INSTRUCTION: Copy the data below verbatim, starting with the line that contains "Category: man's left arm" and going on through the line that contains "pixel 104 51", both lines included.

RECORDS PROVIDED:
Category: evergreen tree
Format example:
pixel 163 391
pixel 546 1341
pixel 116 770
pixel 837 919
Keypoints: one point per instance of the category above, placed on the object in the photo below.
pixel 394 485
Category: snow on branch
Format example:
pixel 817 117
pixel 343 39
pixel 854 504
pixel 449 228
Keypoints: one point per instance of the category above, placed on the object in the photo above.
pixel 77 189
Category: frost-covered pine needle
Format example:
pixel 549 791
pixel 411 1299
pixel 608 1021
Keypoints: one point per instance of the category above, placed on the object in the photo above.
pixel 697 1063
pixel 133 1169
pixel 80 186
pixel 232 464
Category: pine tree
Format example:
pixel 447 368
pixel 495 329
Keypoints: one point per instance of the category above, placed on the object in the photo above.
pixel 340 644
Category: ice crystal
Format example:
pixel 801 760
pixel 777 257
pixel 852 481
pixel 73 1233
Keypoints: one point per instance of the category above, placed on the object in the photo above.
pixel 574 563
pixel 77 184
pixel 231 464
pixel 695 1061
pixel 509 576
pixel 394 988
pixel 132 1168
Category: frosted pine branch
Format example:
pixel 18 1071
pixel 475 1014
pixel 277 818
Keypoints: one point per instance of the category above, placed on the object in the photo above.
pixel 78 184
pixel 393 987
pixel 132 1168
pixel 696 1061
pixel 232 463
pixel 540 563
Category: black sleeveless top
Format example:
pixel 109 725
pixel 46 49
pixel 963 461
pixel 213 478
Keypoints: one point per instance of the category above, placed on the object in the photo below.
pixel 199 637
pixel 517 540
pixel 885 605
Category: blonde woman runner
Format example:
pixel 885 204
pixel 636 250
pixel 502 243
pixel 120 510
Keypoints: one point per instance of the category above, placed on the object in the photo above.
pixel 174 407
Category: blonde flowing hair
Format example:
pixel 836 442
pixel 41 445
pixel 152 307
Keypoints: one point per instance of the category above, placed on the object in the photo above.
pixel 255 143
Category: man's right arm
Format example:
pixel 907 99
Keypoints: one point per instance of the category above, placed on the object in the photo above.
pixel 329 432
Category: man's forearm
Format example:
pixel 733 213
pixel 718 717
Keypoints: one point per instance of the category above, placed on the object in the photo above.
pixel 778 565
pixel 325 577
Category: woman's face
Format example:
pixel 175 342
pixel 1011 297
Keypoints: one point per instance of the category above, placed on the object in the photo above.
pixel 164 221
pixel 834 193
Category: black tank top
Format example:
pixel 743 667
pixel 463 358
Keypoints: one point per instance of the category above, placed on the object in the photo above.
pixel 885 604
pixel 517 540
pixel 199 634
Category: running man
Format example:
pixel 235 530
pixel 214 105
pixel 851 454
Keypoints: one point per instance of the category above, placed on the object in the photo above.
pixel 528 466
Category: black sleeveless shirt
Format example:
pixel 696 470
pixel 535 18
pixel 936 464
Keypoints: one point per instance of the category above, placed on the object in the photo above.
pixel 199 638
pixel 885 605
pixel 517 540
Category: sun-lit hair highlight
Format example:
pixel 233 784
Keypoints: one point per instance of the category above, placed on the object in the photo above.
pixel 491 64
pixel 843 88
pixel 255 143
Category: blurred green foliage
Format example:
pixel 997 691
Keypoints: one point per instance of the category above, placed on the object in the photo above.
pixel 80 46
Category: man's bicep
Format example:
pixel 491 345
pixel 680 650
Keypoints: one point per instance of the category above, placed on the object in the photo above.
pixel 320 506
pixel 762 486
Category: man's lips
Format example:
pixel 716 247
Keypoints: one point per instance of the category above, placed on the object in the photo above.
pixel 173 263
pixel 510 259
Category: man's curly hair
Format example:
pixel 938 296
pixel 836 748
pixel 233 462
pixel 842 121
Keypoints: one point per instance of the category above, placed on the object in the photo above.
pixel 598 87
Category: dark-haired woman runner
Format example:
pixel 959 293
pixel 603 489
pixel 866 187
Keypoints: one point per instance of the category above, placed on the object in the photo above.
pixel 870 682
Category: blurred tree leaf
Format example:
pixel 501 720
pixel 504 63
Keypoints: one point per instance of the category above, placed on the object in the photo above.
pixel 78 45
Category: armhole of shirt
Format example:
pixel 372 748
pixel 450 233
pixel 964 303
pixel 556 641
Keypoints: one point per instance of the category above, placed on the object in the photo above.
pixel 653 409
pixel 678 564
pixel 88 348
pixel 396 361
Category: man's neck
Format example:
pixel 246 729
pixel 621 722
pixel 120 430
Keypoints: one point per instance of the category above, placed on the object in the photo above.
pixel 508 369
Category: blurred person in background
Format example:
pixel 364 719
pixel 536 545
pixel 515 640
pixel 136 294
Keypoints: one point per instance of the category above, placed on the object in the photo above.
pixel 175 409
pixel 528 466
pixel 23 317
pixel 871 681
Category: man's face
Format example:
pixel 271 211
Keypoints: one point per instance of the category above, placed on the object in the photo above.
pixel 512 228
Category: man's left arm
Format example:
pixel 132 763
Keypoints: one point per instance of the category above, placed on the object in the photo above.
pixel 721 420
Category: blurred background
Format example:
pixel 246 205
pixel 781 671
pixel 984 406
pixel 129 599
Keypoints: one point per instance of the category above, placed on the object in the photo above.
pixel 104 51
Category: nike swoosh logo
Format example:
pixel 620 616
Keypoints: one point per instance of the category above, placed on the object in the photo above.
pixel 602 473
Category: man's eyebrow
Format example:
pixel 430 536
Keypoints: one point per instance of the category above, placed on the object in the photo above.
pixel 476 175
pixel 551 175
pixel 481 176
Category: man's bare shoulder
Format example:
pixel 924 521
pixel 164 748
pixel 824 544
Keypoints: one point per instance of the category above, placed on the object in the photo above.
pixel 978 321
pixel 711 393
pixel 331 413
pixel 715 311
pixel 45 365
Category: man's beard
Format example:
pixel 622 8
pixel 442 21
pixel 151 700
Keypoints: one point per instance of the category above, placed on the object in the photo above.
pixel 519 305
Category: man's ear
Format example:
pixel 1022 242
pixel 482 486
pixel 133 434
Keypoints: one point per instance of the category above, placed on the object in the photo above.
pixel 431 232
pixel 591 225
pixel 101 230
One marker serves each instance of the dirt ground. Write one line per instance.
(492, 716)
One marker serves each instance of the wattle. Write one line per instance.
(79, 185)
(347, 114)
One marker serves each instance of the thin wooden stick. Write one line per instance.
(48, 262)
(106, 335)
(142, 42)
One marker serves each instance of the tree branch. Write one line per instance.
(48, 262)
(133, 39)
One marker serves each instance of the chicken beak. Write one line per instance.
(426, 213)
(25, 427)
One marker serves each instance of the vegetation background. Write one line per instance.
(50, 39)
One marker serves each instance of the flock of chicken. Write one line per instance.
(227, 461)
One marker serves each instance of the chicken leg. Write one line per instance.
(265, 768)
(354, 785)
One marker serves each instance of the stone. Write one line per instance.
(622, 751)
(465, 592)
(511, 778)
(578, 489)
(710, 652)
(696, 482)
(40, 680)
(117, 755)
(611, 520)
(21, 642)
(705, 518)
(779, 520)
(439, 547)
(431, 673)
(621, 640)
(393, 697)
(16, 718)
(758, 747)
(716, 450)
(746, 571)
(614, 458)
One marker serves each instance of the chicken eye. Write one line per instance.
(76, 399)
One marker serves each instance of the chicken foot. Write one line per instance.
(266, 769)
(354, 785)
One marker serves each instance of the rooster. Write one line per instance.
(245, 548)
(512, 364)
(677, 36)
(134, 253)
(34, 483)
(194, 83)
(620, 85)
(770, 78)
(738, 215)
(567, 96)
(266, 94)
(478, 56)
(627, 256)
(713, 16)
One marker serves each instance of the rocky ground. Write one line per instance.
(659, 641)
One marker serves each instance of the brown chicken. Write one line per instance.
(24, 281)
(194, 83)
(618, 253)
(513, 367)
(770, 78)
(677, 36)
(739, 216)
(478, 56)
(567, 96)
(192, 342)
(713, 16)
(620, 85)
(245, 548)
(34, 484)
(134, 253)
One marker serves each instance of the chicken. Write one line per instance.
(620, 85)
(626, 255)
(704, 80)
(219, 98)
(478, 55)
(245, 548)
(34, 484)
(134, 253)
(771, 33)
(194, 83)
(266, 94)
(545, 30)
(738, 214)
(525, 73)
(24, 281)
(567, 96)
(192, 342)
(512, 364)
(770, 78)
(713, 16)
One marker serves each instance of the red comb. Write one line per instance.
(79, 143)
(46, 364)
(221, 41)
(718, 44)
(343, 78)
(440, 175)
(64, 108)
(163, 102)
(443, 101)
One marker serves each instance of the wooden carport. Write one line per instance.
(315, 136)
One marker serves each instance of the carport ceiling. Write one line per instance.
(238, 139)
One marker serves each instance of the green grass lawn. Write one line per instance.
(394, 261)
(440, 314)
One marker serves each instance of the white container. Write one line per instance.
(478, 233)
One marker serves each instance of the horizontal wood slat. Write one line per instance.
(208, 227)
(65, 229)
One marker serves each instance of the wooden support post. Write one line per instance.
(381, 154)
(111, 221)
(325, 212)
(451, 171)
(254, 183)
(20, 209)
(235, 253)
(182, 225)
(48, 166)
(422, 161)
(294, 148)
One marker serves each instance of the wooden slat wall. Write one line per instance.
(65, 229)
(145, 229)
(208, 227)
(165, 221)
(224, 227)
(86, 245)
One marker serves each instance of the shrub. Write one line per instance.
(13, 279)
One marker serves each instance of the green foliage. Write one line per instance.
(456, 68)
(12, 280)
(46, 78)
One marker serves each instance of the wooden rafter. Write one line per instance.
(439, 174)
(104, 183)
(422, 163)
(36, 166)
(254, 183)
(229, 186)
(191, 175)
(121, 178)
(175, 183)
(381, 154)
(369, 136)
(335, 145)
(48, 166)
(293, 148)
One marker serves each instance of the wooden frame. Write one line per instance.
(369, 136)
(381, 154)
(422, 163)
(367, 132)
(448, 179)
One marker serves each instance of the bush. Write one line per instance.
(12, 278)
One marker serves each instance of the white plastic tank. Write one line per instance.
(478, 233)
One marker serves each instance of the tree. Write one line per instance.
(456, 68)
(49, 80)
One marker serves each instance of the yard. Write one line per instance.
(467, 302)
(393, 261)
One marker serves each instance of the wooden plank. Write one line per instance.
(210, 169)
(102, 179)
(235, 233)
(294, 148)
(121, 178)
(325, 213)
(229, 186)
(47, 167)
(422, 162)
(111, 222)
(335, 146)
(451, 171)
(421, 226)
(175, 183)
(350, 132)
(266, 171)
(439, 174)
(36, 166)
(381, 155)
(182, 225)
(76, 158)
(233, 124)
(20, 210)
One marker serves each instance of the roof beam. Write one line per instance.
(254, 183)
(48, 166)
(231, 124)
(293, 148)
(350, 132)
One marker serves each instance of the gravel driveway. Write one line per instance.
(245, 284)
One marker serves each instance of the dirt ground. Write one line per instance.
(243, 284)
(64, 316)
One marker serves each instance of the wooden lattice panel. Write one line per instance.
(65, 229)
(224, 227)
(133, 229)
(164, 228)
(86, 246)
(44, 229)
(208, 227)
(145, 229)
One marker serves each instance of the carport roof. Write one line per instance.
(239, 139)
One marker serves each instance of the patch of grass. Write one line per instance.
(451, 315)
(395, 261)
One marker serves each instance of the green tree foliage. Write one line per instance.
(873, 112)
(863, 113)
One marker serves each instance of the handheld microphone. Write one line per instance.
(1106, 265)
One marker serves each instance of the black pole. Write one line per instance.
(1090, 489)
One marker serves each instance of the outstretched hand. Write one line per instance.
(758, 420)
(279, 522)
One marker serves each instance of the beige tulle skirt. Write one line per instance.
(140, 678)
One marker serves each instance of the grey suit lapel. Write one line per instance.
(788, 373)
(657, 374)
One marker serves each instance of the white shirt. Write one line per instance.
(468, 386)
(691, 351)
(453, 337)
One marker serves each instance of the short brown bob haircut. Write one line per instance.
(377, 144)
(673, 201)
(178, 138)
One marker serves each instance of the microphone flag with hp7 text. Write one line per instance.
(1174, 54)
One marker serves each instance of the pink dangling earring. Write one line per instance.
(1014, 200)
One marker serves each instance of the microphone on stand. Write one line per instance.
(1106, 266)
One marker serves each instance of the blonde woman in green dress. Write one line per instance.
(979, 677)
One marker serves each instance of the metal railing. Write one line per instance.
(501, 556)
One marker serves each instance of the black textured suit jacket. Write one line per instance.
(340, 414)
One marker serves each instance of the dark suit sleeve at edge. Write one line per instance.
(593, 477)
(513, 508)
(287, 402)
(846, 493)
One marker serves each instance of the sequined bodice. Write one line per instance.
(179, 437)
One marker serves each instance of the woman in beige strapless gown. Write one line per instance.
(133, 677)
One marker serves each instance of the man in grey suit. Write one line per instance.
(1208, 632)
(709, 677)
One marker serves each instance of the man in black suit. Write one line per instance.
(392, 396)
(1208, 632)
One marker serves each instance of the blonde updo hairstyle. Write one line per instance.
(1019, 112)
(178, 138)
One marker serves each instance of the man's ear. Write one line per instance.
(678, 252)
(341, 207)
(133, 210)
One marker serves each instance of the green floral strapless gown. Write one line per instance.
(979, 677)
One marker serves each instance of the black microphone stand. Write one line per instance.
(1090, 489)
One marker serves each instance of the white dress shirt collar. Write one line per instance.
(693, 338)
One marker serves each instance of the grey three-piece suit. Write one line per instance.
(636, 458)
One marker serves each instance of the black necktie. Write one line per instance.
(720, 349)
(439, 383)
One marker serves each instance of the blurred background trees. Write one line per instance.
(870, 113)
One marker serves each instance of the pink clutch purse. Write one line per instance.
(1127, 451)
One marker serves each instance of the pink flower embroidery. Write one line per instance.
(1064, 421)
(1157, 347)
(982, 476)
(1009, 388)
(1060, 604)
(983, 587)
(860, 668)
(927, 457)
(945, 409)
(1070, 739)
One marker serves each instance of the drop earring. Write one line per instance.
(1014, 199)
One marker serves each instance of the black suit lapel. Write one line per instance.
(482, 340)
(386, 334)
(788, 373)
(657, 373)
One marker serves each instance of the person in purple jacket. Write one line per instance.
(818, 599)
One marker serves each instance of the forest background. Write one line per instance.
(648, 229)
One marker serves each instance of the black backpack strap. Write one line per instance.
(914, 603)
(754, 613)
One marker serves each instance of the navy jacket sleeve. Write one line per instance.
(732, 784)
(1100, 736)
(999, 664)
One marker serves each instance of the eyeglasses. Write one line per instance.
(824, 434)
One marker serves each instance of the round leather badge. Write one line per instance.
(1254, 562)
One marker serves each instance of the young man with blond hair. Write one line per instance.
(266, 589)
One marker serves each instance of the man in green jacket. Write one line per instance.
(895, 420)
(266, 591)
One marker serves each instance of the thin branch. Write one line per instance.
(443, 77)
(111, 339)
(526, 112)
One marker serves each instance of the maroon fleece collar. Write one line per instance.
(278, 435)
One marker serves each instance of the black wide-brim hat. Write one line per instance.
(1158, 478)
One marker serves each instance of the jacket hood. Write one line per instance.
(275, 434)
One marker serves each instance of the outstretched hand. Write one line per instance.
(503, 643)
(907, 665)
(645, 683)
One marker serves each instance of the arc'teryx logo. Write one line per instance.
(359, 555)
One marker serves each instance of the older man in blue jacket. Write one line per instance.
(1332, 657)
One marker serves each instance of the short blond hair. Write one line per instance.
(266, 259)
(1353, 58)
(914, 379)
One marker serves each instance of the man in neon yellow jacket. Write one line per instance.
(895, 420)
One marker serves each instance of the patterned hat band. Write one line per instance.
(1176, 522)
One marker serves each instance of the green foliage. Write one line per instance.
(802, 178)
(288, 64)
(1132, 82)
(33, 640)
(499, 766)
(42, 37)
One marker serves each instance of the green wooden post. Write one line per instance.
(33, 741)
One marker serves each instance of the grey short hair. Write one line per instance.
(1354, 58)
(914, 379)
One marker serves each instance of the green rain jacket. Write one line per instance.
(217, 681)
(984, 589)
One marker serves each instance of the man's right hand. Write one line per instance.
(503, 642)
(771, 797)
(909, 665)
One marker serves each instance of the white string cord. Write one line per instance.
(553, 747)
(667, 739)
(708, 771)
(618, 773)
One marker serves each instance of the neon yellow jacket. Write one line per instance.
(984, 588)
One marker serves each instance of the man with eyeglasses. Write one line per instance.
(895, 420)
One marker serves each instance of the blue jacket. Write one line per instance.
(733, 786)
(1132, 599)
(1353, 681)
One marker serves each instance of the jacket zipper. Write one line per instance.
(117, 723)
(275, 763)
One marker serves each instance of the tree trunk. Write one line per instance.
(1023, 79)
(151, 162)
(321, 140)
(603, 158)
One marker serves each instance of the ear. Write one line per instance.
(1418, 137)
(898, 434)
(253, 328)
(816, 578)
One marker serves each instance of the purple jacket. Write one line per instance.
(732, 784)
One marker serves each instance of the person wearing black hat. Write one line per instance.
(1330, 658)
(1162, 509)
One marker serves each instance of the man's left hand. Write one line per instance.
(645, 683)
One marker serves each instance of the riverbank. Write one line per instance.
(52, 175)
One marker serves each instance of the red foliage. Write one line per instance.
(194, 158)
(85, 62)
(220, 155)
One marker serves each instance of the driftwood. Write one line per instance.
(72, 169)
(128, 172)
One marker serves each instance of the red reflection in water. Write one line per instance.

ANSWER IN FULL:
Category: man's left arm
Format example:
pixel 132 763
Keypoints: one point per instance of the category above, placed on the object in the photo above.
pixel 721 420
Category: blurred background
Format example:
pixel 246 205
pixel 781 671
pixel 984 406
pixel 129 599
Keypoints: one point per instance of the category above, placed on the object in the photo above.
pixel 104 51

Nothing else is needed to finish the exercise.